GOAL:
Copy out the data below verbatim, reproducing every line without any change.

RECORDS FOR THIS EXERCISE:
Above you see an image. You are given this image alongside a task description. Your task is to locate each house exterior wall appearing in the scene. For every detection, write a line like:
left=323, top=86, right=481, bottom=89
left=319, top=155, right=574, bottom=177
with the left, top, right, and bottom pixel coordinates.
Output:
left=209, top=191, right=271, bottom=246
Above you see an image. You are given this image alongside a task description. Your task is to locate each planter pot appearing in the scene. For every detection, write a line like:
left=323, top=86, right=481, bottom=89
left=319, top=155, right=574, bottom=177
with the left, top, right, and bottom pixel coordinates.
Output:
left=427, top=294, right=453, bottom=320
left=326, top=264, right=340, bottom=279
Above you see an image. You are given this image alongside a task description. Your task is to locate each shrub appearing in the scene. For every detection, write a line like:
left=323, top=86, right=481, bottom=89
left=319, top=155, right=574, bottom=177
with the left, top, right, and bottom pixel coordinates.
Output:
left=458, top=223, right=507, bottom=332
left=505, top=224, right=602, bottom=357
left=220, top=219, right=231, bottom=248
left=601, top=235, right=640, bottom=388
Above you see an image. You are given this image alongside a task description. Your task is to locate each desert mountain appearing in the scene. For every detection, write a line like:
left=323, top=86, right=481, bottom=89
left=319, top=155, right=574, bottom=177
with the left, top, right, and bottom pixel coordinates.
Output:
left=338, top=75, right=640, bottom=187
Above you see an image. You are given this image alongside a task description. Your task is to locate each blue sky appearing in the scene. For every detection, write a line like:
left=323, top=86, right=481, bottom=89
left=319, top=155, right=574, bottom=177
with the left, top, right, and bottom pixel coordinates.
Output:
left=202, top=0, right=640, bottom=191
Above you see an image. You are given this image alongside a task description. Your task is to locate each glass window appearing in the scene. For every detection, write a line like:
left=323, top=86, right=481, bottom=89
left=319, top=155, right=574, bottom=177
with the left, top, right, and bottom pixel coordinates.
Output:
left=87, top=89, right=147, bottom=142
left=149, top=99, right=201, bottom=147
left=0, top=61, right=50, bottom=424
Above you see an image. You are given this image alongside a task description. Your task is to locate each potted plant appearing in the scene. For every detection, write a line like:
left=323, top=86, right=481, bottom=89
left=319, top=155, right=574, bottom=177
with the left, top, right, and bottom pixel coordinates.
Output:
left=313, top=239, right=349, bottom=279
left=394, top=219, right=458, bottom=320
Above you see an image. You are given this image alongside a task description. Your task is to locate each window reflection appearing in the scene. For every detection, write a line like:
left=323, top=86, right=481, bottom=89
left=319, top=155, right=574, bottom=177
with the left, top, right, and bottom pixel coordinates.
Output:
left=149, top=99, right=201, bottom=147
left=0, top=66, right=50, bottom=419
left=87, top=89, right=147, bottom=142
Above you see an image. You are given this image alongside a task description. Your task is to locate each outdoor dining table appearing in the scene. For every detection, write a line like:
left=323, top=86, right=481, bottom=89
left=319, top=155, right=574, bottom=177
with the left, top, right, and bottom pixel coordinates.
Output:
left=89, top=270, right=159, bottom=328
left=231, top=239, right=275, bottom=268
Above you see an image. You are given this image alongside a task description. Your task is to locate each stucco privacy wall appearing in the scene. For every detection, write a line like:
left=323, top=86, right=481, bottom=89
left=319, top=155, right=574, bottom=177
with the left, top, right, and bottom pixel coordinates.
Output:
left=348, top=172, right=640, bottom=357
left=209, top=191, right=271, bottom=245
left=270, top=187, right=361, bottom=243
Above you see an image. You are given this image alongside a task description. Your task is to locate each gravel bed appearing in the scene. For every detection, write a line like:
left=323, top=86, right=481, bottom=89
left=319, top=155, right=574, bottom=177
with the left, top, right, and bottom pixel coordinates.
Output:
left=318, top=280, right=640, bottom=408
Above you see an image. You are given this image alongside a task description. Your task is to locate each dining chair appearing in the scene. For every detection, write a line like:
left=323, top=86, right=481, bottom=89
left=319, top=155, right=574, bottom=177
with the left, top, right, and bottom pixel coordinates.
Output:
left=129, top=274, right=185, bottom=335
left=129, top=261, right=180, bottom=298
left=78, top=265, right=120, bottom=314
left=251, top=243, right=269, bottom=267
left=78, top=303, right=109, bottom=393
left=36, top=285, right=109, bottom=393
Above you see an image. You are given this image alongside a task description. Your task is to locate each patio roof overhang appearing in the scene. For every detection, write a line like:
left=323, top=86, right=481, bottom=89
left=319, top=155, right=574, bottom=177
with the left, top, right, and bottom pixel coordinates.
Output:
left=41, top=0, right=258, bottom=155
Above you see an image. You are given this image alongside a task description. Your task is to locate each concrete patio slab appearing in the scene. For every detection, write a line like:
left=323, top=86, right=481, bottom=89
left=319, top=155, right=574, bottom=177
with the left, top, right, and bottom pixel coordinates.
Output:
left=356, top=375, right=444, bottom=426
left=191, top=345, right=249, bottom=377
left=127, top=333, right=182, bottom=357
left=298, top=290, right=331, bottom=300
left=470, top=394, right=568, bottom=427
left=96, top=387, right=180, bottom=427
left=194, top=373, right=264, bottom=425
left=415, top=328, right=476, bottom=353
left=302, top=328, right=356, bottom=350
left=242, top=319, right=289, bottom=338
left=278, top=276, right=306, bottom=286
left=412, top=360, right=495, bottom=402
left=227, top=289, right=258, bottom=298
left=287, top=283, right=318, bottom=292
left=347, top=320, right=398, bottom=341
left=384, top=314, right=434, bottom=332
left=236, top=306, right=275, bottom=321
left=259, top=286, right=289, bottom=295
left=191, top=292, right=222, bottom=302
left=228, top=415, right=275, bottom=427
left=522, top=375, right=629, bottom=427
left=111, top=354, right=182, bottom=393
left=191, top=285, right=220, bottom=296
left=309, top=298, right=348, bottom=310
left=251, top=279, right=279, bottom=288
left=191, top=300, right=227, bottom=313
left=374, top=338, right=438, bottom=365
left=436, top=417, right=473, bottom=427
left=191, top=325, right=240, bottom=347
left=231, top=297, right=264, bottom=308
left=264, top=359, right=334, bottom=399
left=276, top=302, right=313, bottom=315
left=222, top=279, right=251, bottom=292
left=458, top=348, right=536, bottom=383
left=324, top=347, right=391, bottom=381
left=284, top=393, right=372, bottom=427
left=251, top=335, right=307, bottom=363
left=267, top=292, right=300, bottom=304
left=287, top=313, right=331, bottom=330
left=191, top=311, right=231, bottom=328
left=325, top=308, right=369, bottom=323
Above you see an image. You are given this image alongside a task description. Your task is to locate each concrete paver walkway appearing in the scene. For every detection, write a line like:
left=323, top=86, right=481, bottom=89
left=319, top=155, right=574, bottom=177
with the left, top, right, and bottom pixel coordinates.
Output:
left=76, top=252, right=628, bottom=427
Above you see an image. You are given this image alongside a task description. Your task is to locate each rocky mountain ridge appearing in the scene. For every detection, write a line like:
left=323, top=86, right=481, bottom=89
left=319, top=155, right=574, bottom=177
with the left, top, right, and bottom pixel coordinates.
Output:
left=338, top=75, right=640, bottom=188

SOLUTION TO THE EXERCISE:
Above you see an image. You are given this image alongside a task description. Your task is to locate each house exterior wall appearing in the scene. For every detection, write a line like:
left=323, top=86, right=481, bottom=89
left=319, top=155, right=574, bottom=177
with the left, top, right, and bottom pixel coordinates.
Output:
left=209, top=191, right=271, bottom=246
Above you see an image. You are given this image alongside a task description. Your task is to locate each planter pot appearing in the scene. For every detection, write a line like:
left=323, top=86, right=481, bottom=89
left=319, top=155, right=574, bottom=177
with the left, top, right, and bottom pixel coordinates.
Output:
left=427, top=294, right=453, bottom=320
left=326, top=264, right=340, bottom=279
Above you see an image. You are given this image alongside a task description. Your task is to locate each shrub appearing in the scene. For every detection, write a line like:
left=323, top=86, right=481, bottom=89
left=319, top=155, right=574, bottom=177
with the left, top, right, and bottom pixel coordinates.
Output:
left=458, top=223, right=507, bottom=332
left=505, top=224, right=602, bottom=357
left=220, top=219, right=231, bottom=248
left=601, top=235, right=640, bottom=388
Above you see an image. You are given this image alongside a task description. Your task is to locate each desert mountain appearing in the scene. For every detection, write a line like:
left=323, top=86, right=481, bottom=89
left=319, top=155, right=574, bottom=177
with the left, top, right, and bottom pixel coordinates.
Output:
left=338, top=75, right=640, bottom=187
Above you see an image. You are given this image alongside a task description. Your task is to locate each blue sky appearing in the scene. For every detection, write a line like:
left=323, top=86, right=481, bottom=89
left=319, top=155, right=574, bottom=177
with the left, top, right, and bottom pixel coordinates.
Output:
left=202, top=0, right=640, bottom=191
Above you see an image. You are given this image alongside a task description. Your task is to locate each glass window appearing in the scene. For every detection, write a line like:
left=323, top=86, right=481, bottom=89
left=319, top=155, right=574, bottom=177
with the left, top, right, and bottom pixel coordinates.
Output:
left=87, top=89, right=147, bottom=142
left=149, top=99, right=201, bottom=147
left=0, top=61, right=50, bottom=424
Above you see an image. You are given this image alongside a task description. Your task is to locate each potted plant appearing in the scene. For every detection, write a line like:
left=323, top=86, right=481, bottom=89
left=319, top=155, right=574, bottom=177
with the left, top, right, and bottom pixel coordinates.
Output:
left=313, top=239, right=349, bottom=279
left=394, top=219, right=458, bottom=320
Above you see an image. You are given this image alongside a task description. Your task is to locate each window reflection appearing in the scene. For every detection, write a line like:
left=323, top=86, right=481, bottom=89
left=319, top=155, right=574, bottom=177
with the left, top, right, and bottom pixel coordinates.
Output:
left=149, top=99, right=201, bottom=147
left=0, top=66, right=50, bottom=419
left=87, top=89, right=147, bottom=142
Above you see an image. You are given this image alongside a task description. Your task is to locate each outdoor dining table appearing in the scene. For every detection, write a line like:
left=323, top=86, right=481, bottom=89
left=319, top=155, right=574, bottom=177
with the left, top, right, and bottom pixel coordinates.
Output:
left=89, top=270, right=159, bottom=328
left=231, top=239, right=275, bottom=268
Above you see an image. You are given this image alongside a task description. Your task is to locate each stucco privacy wall appearing in the scene. For every detection, write a line like:
left=323, top=86, right=481, bottom=89
left=319, top=155, right=574, bottom=177
with the left, top, right, and bottom pixel coordinates.
Output:
left=348, top=172, right=640, bottom=357
left=209, top=191, right=271, bottom=245
left=270, top=187, right=361, bottom=243
Above you see an image. You are given this image alongside a task description. Your task is to locate each gravel bed appearing in the scene. For every detection, write a line like:
left=323, top=86, right=481, bottom=89
left=319, top=155, right=574, bottom=177
with the left, top, right, and bottom pixel coordinates.
Output:
left=318, top=280, right=640, bottom=408
Above you see an image. You are given this image alongside a task description. Your task is to locate each dining chair appearing in the scene. For every detection, write a line like:
left=323, top=86, right=481, bottom=89
left=319, top=155, right=574, bottom=177
with the left, top, right, and bottom pixel coordinates.
Output:
left=129, top=274, right=185, bottom=335
left=129, top=261, right=180, bottom=298
left=78, top=265, right=120, bottom=314
left=251, top=243, right=269, bottom=267
left=78, top=303, right=109, bottom=393
left=36, top=285, right=109, bottom=393
Above you see an image. You are given this image alongside a task description. Your task is to locate each patio roof overhang appearing in the scene. For every detection, write a line like:
left=323, top=86, right=481, bottom=89
left=319, top=155, right=574, bottom=177
with the left, top, right, and bottom pixel coordinates.
Output:
left=41, top=0, right=258, bottom=155
Above you see an image. You are given this image alongside a task description. Your task is to locate each concrete patio slab appearing in the scene. For every detection, write a line like:
left=323, top=86, right=481, bottom=89
left=319, top=155, right=574, bottom=177
with the left, top, right, and bottom pixel coordinates.
Output:
left=356, top=375, right=444, bottom=426
left=191, top=345, right=249, bottom=377
left=127, top=333, right=182, bottom=357
left=298, top=290, right=331, bottom=300
left=470, top=394, right=568, bottom=427
left=96, top=387, right=180, bottom=427
left=194, top=373, right=264, bottom=425
left=415, top=328, right=476, bottom=353
left=302, top=328, right=356, bottom=350
left=242, top=319, right=289, bottom=338
left=278, top=276, right=306, bottom=286
left=412, top=360, right=495, bottom=402
left=227, top=289, right=258, bottom=298
left=287, top=283, right=318, bottom=292
left=347, top=320, right=398, bottom=341
left=384, top=314, right=434, bottom=332
left=236, top=306, right=275, bottom=321
left=259, top=286, right=289, bottom=295
left=191, top=292, right=222, bottom=302
left=228, top=415, right=275, bottom=427
left=522, top=375, right=629, bottom=427
left=111, top=354, right=182, bottom=393
left=191, top=285, right=220, bottom=296
left=309, top=298, right=348, bottom=310
left=251, top=279, right=279, bottom=288
left=191, top=300, right=227, bottom=313
left=374, top=338, right=438, bottom=365
left=436, top=417, right=473, bottom=427
left=191, top=325, right=240, bottom=347
left=231, top=297, right=264, bottom=308
left=264, top=359, right=334, bottom=399
left=276, top=302, right=313, bottom=315
left=222, top=279, right=251, bottom=292
left=458, top=348, right=536, bottom=383
left=324, top=347, right=391, bottom=381
left=284, top=393, right=372, bottom=427
left=251, top=335, right=307, bottom=363
left=267, top=292, right=300, bottom=304
left=287, top=313, right=331, bottom=330
left=191, top=311, right=231, bottom=328
left=325, top=308, right=369, bottom=323
Above you see an image. You are given this image alongside a task description. Your task is to locate each concrete paver walkway appearing in the scene. For every detection, write a line like:
left=323, top=86, right=481, bottom=89
left=319, top=155, right=574, bottom=177
with the left, top, right, and bottom pixel coordinates.
Output:
left=76, top=252, right=628, bottom=427
Above you see an image. You are given this image alongside a task description. Your task is to locate each rocky mountain ridge appearing in the scene. For every detection, write a line like:
left=323, top=86, right=481, bottom=89
left=319, top=155, right=574, bottom=177
with the left, top, right, and bottom pixel coordinates.
Output:
left=338, top=75, right=640, bottom=188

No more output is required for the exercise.